# [Records shown]
---+---

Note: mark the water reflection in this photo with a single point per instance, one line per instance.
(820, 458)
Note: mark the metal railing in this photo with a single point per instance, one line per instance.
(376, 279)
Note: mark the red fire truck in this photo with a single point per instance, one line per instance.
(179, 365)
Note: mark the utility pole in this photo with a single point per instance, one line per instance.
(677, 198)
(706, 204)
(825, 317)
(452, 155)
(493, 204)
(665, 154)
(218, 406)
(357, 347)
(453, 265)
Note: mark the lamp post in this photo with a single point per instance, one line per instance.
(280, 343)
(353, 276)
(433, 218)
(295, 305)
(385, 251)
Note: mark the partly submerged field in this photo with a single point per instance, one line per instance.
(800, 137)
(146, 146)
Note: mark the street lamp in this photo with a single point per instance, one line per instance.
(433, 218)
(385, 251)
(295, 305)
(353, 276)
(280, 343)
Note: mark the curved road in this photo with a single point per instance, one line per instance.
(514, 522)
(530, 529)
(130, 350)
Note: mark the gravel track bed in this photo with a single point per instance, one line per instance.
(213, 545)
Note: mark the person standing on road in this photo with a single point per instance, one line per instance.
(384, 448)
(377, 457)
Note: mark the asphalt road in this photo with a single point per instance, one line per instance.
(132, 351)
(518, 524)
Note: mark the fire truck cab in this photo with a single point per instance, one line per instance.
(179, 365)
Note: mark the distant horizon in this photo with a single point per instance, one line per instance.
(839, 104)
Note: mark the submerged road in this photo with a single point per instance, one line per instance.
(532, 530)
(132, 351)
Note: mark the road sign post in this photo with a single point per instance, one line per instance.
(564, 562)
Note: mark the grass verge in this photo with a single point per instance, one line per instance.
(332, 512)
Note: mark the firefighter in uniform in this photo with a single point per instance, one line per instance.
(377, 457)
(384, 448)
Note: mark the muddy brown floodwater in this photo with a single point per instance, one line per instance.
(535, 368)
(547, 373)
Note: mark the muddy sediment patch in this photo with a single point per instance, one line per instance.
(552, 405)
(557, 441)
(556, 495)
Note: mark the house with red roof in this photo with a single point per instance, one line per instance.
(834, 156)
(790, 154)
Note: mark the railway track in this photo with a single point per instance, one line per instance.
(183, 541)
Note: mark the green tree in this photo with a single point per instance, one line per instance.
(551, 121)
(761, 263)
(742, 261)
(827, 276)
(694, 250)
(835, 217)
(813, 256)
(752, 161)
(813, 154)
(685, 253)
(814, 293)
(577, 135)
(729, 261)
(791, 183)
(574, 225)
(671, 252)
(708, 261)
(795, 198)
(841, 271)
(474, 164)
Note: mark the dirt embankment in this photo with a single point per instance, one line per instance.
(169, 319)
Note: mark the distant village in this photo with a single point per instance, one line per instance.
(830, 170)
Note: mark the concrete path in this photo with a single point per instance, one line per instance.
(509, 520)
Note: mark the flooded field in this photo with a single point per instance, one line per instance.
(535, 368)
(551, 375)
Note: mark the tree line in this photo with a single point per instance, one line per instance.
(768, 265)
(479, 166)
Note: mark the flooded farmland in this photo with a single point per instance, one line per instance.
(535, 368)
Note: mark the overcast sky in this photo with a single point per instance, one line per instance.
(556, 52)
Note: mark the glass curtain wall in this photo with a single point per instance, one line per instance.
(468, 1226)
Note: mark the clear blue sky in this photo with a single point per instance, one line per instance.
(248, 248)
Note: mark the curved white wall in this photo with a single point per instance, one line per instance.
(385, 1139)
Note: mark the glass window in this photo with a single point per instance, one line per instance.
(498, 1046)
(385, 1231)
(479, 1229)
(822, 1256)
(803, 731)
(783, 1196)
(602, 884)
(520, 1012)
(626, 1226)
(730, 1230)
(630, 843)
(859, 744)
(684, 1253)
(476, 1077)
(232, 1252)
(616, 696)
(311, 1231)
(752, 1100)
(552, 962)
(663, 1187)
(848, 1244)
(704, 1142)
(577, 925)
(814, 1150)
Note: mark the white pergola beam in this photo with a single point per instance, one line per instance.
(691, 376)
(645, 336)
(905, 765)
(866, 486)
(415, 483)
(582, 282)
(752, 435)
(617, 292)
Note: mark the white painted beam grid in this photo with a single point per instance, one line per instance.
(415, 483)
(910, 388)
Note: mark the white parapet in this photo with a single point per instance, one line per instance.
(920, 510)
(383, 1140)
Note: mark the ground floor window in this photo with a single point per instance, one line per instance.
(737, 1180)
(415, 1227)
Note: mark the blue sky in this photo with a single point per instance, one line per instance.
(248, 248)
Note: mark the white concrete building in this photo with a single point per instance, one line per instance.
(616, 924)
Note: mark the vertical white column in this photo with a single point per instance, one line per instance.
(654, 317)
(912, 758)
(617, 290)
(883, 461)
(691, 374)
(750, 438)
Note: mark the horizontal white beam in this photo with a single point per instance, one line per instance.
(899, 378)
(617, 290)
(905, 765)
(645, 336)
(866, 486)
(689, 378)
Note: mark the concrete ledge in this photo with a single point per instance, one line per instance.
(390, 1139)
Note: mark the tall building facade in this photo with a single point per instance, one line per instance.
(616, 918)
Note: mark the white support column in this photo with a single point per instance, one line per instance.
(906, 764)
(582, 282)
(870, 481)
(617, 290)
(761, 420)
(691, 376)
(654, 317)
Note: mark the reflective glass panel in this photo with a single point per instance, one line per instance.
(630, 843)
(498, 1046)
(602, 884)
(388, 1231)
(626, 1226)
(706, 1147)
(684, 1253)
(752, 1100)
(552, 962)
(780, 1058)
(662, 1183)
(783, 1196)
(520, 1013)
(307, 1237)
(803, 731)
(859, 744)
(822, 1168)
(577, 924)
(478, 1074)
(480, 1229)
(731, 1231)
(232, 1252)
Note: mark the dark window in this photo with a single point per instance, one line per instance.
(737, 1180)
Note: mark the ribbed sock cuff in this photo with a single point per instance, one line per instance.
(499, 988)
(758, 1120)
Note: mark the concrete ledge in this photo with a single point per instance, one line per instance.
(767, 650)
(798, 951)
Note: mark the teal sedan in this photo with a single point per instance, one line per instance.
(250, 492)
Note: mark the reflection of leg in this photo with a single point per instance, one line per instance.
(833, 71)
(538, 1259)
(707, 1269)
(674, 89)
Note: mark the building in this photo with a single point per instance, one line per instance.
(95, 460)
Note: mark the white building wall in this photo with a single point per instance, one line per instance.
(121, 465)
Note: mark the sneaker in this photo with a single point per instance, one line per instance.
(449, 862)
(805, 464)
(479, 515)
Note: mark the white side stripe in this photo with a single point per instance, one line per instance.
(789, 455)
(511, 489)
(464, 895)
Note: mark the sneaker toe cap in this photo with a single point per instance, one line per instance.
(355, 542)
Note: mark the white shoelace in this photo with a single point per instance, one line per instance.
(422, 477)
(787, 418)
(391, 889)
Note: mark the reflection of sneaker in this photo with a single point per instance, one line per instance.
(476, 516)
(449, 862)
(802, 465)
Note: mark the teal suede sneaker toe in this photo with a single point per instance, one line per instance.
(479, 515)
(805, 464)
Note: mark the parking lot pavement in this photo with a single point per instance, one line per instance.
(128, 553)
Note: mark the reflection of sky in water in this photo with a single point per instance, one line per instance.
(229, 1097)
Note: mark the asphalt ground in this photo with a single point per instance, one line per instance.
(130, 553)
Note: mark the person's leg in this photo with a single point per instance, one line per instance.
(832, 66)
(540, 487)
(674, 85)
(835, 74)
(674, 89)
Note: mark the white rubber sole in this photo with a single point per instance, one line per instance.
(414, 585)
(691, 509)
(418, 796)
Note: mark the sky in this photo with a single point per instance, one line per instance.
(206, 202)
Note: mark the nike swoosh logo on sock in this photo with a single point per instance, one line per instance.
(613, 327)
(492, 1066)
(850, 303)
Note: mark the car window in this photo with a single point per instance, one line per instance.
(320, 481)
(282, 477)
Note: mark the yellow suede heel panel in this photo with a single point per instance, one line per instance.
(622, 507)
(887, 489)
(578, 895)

---+---

# [The task]
Exactly repeat the lines from the line that contains "Note: mark the sneaker toe" to the end of the entries, both included, and leave out all other lines.

# [Full output]
Note: mark the sneaker toe cap in this photo with a single point per instance, one line per instance.
(355, 542)
Note: mark the white shoelace in this photo with a single point per instance, one line per instance.
(422, 477)
(787, 418)
(391, 889)
Note: mark the reflection of sneaker in this photo with a single point per instance, one line per instance.
(476, 516)
(449, 862)
(802, 465)
Note: mark the teal suede sneaker toe in this photo with a single point per instance, one line per instance.
(479, 515)
(805, 464)
Note: mark the parking lot pavement in this photo with a single point per instance, one line per instance.
(128, 553)
Note: mark the reflection of sky in water in this photo with a single point per instance, one line per instance.
(229, 1097)
Note: mark the asphalt ground in this photo with a single point per instance, one line per instance.
(130, 553)
Note: mark the person's leg in this photo with a single point per instance, one line per instance.
(832, 66)
(540, 487)
(674, 85)
(835, 74)
(674, 89)
Note: mark the white rubber sole in this photo with a single point per instance, one line per instance.
(414, 585)
(691, 509)
(418, 796)
Note: mark the sky in this photo with a single point per instance, one line per instance.
(206, 202)
Note: mark the nike swoosh logo on sock in this photo with a single point per instance, one line per instance.
(613, 327)
(492, 1066)
(850, 303)
Note: mark the car window in this photo with a single point per instance, one line per instance.
(320, 481)
(282, 477)
Note: mark the yellow suede heel panel in this photo with a single point per instance, one line per instance.
(622, 507)
(887, 489)
(578, 895)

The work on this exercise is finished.